Assigned task: Which lines of the material below contain the string "instance" with matching case? Pull out each of those lines in full.

The data:
↓

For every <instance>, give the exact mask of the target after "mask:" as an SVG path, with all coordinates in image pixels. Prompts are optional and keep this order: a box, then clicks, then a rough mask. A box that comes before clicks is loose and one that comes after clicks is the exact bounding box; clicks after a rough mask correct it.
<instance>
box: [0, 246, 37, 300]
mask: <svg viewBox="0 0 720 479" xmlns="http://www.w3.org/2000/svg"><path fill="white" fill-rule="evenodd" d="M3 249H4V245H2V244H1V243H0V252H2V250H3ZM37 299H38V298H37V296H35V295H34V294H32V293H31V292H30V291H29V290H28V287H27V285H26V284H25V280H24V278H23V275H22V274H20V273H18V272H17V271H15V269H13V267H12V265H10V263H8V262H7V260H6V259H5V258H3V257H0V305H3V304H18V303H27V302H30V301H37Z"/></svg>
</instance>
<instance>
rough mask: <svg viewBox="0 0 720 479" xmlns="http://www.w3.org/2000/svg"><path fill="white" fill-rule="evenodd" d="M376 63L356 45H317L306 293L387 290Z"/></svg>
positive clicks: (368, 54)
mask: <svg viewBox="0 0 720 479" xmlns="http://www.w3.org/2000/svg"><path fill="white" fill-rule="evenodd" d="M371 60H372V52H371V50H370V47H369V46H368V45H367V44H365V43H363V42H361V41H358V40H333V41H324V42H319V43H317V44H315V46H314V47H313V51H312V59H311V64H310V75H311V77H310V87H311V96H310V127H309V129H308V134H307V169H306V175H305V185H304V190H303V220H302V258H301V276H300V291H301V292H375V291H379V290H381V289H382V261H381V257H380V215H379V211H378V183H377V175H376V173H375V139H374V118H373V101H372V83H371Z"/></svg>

↑

Response to the task:
For every <instance>, give the exact mask of the target after "mask:" as an SVG path, with all coordinates in image pixels. Prompts are optional and keep this order: a box, then clicks, then a rough mask. A box that comes before clicks is loose and one that comes after clicks is the exact bounding box; clicks after a rough mask correct it.
<instance>
</instance>
<instance>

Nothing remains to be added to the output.